[Data section]

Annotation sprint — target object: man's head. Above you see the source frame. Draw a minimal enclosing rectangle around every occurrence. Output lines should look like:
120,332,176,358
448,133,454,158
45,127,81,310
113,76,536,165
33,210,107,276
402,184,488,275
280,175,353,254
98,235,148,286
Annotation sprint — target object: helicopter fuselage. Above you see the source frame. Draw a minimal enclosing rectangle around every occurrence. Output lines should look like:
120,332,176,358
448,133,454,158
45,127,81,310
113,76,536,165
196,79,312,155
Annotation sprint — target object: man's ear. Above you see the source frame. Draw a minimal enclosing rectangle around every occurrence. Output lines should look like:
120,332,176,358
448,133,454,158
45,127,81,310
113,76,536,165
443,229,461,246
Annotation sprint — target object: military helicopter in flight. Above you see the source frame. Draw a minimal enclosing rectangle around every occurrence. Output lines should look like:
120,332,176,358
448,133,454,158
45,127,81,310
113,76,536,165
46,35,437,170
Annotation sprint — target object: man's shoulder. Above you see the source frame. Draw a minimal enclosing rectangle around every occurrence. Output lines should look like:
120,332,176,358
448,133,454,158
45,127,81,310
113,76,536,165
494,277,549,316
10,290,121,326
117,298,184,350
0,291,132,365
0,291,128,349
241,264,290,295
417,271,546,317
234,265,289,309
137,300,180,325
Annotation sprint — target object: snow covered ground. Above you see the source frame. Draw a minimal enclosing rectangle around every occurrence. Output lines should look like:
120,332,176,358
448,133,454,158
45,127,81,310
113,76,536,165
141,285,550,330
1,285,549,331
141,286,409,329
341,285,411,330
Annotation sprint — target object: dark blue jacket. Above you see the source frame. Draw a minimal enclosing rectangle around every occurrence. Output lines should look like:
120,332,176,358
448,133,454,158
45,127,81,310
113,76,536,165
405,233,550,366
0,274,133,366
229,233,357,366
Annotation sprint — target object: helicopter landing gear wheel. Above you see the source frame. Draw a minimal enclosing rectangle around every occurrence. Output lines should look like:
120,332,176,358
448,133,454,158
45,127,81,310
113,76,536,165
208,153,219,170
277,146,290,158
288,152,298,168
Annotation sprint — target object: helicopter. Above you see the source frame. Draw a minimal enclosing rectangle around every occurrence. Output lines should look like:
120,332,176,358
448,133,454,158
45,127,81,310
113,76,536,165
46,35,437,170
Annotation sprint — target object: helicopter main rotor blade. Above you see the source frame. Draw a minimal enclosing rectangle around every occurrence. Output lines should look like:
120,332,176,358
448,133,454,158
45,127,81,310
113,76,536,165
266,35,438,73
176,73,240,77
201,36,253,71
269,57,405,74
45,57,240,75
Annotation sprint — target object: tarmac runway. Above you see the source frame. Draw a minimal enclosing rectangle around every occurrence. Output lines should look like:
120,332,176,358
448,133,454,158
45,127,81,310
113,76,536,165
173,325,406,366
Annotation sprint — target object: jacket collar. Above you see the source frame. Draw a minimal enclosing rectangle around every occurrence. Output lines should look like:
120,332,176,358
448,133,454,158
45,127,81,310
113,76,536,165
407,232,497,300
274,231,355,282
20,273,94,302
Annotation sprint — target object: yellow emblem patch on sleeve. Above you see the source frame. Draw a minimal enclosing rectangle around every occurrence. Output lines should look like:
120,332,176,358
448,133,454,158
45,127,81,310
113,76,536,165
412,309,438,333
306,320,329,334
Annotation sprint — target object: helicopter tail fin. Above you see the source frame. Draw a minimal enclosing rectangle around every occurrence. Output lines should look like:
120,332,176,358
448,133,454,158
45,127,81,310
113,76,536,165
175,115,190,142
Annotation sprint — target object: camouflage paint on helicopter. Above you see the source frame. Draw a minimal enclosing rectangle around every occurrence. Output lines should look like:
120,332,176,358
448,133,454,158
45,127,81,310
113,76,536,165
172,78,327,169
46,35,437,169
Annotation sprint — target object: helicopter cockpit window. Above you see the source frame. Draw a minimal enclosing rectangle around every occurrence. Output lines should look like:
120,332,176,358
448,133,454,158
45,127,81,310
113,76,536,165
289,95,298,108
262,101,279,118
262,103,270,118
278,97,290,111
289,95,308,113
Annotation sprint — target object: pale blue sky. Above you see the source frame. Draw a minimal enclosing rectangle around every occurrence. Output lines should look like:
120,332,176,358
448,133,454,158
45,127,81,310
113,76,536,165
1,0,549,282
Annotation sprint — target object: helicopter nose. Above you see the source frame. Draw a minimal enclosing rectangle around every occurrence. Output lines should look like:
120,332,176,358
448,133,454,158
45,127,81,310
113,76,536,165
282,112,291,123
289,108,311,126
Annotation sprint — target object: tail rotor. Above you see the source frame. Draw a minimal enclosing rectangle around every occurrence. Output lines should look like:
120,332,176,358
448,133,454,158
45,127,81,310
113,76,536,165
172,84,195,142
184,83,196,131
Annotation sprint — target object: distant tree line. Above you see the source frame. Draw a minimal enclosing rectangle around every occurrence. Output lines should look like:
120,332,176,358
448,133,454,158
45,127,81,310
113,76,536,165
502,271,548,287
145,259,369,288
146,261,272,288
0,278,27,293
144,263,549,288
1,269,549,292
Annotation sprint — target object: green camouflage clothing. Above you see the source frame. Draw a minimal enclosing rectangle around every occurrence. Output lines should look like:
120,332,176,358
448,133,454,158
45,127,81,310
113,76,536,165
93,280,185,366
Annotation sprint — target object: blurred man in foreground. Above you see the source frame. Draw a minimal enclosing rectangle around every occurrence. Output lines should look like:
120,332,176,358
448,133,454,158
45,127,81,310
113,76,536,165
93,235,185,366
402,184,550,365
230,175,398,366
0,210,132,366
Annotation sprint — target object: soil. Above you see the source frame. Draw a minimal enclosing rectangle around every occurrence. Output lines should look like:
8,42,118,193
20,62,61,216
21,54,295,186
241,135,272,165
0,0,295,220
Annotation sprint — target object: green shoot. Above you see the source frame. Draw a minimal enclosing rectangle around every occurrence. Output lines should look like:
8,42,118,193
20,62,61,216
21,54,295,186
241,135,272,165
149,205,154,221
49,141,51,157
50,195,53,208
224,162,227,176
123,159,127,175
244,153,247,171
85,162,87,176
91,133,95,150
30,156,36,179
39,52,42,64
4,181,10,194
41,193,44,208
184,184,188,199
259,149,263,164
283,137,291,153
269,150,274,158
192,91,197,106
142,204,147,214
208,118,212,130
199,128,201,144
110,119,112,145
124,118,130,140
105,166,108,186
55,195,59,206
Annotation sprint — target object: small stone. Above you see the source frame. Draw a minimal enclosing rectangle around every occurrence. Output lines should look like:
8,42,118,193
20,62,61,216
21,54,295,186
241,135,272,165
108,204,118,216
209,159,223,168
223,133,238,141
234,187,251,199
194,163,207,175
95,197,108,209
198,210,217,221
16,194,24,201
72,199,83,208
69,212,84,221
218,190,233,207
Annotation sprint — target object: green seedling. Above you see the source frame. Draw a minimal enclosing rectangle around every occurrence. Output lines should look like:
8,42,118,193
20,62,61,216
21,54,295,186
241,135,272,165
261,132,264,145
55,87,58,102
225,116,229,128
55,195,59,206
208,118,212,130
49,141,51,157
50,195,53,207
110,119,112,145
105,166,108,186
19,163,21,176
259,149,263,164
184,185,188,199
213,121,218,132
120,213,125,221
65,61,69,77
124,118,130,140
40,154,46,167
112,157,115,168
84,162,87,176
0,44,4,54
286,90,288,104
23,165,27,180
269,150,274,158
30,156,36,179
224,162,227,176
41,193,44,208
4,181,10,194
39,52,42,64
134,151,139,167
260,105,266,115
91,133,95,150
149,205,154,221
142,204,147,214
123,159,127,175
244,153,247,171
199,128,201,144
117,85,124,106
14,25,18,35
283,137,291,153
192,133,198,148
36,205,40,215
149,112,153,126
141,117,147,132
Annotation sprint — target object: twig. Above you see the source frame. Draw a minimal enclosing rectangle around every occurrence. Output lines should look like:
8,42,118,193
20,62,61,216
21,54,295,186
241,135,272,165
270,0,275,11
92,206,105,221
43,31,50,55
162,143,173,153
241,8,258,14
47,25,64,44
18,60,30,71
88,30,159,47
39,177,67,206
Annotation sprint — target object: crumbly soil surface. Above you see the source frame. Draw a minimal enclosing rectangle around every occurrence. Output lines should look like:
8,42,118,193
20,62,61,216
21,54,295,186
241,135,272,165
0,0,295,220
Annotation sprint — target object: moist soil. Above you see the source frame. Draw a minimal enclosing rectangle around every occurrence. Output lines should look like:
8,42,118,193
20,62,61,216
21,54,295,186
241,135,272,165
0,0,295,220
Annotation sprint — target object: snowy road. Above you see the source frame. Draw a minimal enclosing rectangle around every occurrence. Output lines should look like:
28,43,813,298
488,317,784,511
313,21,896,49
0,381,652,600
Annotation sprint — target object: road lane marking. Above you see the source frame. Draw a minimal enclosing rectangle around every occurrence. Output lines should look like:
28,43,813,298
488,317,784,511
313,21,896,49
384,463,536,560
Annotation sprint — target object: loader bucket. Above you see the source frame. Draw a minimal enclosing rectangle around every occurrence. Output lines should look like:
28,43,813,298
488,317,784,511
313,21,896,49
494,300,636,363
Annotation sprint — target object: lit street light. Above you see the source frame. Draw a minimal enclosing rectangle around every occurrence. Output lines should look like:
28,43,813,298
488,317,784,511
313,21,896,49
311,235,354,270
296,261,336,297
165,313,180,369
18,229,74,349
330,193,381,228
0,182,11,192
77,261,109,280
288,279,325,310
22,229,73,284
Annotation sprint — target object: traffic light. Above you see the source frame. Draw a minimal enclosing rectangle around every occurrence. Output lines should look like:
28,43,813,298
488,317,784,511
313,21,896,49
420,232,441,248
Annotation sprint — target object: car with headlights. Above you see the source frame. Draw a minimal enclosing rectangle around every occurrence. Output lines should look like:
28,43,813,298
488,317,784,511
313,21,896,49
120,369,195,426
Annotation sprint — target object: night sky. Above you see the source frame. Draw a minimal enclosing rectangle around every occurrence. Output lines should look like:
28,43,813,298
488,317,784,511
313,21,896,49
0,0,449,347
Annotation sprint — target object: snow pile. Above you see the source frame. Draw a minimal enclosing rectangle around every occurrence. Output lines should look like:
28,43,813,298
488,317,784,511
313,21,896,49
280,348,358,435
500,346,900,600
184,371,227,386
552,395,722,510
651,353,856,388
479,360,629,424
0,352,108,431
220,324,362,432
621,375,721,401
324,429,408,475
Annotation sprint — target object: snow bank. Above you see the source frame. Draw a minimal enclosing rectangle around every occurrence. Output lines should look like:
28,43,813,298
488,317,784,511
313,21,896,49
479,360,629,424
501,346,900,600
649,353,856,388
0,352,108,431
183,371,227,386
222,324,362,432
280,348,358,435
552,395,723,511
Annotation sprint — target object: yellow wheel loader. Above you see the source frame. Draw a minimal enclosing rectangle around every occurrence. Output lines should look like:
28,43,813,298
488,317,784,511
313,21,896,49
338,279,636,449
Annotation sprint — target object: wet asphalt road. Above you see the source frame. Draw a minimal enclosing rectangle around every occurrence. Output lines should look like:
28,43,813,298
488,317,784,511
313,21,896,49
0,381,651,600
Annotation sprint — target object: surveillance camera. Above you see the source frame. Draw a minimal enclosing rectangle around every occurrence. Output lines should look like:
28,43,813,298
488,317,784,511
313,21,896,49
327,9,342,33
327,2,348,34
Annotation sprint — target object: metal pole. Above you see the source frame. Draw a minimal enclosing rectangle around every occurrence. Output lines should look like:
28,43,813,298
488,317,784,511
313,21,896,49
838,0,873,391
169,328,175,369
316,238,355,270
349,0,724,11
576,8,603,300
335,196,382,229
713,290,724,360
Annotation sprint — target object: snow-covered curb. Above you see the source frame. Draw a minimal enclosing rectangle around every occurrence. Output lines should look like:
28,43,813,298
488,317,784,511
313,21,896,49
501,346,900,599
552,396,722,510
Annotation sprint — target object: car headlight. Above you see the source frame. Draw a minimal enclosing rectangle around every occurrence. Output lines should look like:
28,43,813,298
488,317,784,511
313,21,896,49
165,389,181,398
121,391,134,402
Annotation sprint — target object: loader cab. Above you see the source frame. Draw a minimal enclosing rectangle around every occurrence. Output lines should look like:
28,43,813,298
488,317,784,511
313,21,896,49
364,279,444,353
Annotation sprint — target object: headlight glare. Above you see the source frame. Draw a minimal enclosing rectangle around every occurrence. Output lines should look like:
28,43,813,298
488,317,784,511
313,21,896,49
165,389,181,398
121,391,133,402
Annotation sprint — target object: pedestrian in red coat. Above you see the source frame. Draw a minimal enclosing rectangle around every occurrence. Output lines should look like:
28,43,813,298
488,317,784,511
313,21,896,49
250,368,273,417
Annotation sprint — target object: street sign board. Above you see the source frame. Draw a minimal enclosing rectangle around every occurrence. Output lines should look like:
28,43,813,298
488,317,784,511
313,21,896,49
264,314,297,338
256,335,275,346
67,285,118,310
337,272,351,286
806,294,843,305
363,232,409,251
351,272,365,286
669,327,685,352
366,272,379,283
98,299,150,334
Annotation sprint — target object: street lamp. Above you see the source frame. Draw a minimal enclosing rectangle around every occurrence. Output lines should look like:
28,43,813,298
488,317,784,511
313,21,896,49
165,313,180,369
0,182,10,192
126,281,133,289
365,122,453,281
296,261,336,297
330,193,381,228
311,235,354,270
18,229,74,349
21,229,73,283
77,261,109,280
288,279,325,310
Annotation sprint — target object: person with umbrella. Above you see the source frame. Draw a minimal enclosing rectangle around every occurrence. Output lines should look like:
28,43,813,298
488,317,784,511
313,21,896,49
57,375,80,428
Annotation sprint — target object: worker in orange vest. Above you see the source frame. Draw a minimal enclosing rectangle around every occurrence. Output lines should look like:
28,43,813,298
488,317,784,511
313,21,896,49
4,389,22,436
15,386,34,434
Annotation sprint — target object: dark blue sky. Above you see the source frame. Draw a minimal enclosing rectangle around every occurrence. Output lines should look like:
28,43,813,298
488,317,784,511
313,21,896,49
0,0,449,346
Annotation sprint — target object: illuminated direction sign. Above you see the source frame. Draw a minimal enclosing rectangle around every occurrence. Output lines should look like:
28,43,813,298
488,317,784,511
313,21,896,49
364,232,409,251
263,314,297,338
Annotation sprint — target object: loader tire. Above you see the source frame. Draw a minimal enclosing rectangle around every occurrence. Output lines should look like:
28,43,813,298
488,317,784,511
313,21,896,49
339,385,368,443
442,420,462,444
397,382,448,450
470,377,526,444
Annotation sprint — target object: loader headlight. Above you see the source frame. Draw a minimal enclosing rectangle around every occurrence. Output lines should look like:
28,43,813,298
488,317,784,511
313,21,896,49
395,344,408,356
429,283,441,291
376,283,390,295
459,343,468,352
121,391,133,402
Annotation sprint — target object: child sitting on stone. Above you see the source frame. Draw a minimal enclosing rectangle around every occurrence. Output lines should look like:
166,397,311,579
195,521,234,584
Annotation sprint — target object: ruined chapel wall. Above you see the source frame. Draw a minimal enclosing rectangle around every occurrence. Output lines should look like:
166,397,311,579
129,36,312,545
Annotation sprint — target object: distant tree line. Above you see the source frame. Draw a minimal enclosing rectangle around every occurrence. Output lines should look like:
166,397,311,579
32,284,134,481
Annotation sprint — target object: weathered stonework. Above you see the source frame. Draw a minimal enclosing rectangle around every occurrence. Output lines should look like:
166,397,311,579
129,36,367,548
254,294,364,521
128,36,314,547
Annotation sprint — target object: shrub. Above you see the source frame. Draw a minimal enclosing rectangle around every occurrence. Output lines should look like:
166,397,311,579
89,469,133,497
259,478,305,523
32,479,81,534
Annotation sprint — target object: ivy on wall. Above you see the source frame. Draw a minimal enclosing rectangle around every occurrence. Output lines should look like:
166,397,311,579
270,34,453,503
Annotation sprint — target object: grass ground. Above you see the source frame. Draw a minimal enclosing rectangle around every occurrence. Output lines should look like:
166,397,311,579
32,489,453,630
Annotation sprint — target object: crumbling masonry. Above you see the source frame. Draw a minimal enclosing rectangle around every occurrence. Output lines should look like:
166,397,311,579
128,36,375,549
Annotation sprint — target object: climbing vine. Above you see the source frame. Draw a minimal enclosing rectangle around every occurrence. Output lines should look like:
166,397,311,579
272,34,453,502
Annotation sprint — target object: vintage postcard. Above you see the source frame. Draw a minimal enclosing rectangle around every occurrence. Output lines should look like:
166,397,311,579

[/Data section]

• Problem description:
In the entries above, find each line with the string "camouflage" and copy it.

• Answer to this problem:
Annotation sprint — target object: camouflage paint on helicopter. Above you see the source frame. Draw a minimal enclosing rectangle around every occurrence. Output lines should look like:
Annotation sprint — target object: green camouflage clothing. Above you see the source frame. Draw a minimal enclosing rectangle around every occurrence. Output lines should look like:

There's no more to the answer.